▶ [Dataset rows]:
------------

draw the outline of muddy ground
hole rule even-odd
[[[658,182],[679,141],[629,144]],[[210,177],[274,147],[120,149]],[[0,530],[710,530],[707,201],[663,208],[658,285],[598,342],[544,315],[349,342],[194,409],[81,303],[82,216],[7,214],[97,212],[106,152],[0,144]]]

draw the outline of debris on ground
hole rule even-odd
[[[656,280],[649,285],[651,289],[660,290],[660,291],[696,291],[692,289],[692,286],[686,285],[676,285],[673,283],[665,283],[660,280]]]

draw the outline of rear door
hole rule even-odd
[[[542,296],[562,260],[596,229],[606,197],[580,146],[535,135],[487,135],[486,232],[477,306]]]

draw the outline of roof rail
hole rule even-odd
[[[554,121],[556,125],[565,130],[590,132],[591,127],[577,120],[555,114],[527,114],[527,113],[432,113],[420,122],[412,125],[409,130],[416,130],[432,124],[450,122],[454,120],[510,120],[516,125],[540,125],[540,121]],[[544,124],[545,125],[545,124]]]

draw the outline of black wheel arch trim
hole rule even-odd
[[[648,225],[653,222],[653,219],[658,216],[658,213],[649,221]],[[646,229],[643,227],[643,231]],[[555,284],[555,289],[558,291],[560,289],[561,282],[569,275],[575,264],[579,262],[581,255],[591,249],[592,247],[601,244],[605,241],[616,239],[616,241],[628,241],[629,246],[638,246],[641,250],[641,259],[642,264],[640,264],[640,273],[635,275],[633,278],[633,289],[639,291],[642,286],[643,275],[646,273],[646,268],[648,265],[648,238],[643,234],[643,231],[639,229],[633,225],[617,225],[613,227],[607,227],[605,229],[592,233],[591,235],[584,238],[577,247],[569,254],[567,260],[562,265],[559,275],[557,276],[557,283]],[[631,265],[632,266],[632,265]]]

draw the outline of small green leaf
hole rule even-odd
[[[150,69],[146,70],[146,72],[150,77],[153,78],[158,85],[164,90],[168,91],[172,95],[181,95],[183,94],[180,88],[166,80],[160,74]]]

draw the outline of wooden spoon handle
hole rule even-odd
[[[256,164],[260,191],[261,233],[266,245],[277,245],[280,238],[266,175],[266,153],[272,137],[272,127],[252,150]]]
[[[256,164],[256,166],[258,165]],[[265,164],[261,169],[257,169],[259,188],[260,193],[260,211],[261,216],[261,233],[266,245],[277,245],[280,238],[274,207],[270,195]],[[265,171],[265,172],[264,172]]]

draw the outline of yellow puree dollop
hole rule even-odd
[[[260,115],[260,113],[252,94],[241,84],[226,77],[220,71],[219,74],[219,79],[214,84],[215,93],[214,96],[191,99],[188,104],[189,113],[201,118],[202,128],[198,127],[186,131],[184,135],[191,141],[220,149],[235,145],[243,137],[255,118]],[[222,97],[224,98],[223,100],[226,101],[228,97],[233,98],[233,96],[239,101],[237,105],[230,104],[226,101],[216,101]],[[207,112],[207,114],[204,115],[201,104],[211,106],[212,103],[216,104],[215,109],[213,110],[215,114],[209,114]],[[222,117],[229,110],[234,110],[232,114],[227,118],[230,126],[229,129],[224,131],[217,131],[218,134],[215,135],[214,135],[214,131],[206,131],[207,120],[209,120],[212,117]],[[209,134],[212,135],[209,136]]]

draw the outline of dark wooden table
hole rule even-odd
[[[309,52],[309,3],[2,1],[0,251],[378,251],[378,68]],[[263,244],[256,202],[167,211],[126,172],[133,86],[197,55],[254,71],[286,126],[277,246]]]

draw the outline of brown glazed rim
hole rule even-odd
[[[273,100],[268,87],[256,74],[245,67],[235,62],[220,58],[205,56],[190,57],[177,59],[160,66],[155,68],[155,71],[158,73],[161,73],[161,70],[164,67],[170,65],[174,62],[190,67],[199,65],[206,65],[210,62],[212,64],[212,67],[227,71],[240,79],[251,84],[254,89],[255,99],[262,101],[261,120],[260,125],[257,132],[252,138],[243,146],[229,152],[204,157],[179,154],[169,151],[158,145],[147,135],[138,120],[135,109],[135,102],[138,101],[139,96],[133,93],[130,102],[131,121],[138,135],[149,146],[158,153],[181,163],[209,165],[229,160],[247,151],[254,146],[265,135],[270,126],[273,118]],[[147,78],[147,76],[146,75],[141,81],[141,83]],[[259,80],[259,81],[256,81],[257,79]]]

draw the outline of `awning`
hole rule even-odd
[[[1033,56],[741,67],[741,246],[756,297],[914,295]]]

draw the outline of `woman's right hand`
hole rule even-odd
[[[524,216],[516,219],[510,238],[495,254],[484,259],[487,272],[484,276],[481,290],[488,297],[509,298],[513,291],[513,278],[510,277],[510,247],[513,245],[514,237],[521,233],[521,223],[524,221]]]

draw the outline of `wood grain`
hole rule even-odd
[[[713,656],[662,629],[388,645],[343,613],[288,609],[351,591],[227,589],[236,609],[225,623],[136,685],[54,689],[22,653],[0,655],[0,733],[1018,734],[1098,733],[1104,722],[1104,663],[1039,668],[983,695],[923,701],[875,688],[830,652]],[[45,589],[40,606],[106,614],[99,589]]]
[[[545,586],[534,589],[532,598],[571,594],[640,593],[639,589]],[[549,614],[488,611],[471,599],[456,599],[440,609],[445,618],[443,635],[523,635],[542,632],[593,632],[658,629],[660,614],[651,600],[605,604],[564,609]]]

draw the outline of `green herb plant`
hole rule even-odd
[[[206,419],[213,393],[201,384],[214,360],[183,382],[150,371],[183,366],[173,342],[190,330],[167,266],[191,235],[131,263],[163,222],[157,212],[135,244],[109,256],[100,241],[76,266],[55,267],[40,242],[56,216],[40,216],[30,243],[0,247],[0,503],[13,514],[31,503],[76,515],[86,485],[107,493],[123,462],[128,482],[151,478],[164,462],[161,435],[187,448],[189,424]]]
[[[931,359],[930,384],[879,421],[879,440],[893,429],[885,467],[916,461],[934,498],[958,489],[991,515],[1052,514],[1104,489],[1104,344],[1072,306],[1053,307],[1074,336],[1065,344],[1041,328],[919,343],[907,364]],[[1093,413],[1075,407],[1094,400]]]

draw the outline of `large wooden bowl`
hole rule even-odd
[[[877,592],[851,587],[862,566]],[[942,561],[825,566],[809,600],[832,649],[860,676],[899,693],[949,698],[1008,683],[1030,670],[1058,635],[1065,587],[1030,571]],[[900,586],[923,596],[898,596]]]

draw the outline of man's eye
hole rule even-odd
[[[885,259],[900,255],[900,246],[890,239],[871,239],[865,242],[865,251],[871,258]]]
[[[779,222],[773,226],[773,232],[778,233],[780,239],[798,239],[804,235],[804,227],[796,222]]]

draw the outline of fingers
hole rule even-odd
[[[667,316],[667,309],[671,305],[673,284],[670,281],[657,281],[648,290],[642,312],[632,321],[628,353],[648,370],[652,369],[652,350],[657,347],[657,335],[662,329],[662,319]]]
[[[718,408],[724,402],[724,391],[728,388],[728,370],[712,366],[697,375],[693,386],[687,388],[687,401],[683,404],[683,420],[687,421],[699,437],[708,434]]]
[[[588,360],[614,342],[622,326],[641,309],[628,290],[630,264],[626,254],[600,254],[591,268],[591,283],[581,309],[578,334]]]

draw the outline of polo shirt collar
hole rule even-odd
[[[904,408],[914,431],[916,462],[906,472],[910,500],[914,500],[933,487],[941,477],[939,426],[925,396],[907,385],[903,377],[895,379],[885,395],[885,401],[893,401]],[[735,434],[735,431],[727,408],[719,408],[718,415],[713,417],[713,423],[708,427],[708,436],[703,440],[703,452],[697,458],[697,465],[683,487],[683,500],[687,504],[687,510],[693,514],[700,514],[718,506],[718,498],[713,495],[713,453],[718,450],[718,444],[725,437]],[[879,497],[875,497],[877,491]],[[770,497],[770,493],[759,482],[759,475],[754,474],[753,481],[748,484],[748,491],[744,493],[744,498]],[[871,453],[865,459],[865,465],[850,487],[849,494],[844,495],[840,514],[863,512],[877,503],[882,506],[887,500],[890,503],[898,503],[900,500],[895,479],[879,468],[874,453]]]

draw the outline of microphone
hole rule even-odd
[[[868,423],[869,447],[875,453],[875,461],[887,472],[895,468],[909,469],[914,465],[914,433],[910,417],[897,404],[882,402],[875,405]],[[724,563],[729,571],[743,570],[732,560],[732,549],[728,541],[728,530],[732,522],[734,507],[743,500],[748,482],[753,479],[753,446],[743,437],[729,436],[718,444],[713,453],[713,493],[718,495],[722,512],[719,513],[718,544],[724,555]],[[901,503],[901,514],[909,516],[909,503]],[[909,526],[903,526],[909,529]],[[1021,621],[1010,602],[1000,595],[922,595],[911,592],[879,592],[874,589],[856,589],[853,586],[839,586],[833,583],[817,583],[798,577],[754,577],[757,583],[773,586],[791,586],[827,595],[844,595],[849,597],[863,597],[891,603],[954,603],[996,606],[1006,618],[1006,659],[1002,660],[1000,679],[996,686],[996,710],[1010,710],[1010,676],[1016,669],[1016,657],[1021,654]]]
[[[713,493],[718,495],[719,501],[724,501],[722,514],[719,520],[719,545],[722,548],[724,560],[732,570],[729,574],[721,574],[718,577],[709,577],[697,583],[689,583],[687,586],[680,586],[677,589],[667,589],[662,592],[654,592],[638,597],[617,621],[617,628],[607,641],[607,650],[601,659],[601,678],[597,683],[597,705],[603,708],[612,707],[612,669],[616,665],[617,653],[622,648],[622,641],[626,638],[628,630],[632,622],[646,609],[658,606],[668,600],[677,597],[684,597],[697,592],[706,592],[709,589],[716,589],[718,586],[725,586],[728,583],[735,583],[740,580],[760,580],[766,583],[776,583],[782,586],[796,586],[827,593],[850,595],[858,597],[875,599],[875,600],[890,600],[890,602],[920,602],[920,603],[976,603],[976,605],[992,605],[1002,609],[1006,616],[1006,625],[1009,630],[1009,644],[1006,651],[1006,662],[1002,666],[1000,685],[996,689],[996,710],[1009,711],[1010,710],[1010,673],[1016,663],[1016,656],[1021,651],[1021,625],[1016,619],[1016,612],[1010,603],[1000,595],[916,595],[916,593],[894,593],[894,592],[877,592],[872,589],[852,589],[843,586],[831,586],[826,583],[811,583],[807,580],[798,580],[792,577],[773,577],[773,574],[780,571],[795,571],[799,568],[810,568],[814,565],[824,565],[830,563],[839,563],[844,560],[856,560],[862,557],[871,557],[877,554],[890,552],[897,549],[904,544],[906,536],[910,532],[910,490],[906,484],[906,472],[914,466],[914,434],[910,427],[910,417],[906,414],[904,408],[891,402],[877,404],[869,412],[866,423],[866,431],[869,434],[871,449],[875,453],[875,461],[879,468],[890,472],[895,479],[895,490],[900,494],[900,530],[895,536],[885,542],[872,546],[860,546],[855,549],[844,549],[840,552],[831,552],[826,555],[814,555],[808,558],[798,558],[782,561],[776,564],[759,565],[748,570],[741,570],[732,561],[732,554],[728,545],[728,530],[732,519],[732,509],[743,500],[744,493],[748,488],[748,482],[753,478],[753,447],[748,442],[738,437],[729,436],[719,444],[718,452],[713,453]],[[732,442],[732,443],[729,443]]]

------------

▶ [TASK BRIEF]:
Which lines in the records above contain the word "wooden"? Copy out each of those lines.

▶ [ANSWER TO THIS PROBLEM]:
draw the outline of wooden spoon handle
draw the outline of dark wooden table
draw the outline of `large wooden bowl`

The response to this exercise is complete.